INSTRUCTIONS FOR THE TASK — Keep the pictures out, please, and set down every record exactly.

RECORDS —
####

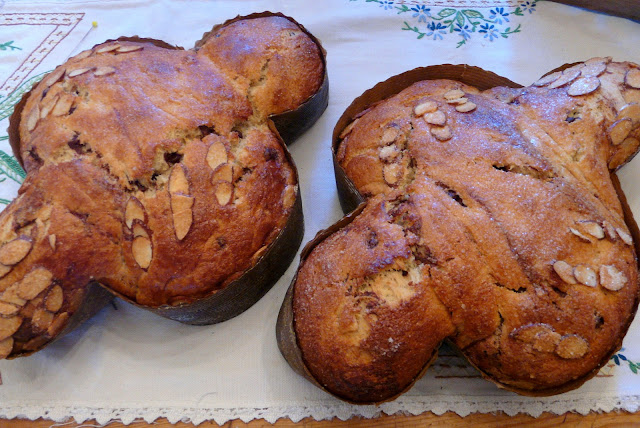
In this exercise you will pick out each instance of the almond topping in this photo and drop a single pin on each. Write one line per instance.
(593, 69)
(466, 107)
(104, 71)
(435, 118)
(612, 278)
(63, 105)
(390, 135)
(425, 107)
(620, 130)
(133, 211)
(182, 214)
(564, 271)
(585, 275)
(178, 181)
(217, 155)
(626, 238)
(568, 76)
(108, 48)
(441, 133)
(32, 118)
(6, 309)
(14, 251)
(6, 346)
(129, 48)
(572, 346)
(550, 78)
(8, 326)
(78, 72)
(453, 94)
(41, 319)
(34, 283)
(142, 251)
(391, 173)
(224, 190)
(583, 86)
(632, 78)
(55, 298)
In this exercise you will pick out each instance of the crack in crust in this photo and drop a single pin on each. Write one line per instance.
(511, 218)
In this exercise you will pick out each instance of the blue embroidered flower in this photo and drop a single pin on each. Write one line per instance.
(421, 12)
(490, 31)
(436, 30)
(529, 6)
(498, 15)
(464, 31)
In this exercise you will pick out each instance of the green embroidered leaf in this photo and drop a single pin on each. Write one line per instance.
(472, 14)
(446, 12)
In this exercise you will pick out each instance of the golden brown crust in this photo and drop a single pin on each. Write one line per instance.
(504, 202)
(153, 171)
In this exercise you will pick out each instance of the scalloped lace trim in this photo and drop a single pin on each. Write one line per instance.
(343, 411)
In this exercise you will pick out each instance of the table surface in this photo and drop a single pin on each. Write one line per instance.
(593, 420)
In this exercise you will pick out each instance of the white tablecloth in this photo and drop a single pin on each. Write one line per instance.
(126, 363)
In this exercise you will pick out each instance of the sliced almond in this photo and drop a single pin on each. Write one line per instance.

####

ANSWER AREA —
In this exercise you will pick out each instance of the almond topping in this photo and drop a single pin on each. Write one line per instance.
(593, 69)
(466, 107)
(104, 71)
(435, 118)
(612, 278)
(63, 105)
(390, 135)
(425, 107)
(620, 130)
(133, 211)
(182, 214)
(564, 271)
(585, 275)
(178, 181)
(217, 155)
(626, 238)
(568, 76)
(108, 48)
(441, 133)
(32, 118)
(6, 309)
(14, 251)
(6, 346)
(129, 48)
(572, 346)
(550, 78)
(8, 326)
(78, 72)
(453, 94)
(41, 319)
(34, 283)
(142, 251)
(391, 173)
(224, 190)
(583, 86)
(632, 78)
(55, 298)
In this exercise you will pick out each instance of the crack in crust in this photo and drop a single pin on each. Write one line per instance.
(511, 218)
In this exercise you will pick out each instance of the blue embroidered flower in this photo and drop a single pin on each. Write one line per instance.
(421, 12)
(490, 31)
(436, 30)
(529, 6)
(498, 15)
(464, 31)
In this exercise you will pick out each instance of the green embroidered leaf in this photo and drop a single pin on each. Write one line per instance.
(472, 14)
(446, 12)
In this exercise you will pick out each instance of the golden brown crust in this photo and drop a single pin on each. Write one line per instance.
(504, 202)
(153, 171)
In this exercise you will pick out each instance of the scalloped lace trim in this photo and drop a single pin on each. Write one line per instance.
(343, 411)
In this exercise you will pick out each instance of the table surface in this photo and drop a single pin on each. Write one line per instance.
(593, 420)
In this exercise you will pick out each instance of the white tablecloth in this photo and drop a single pin on each. Write one line per instance.
(126, 363)
In this exercise you will pick out each instance of the sliced almond in this photo and drop a single pin on each. Write one line per instance.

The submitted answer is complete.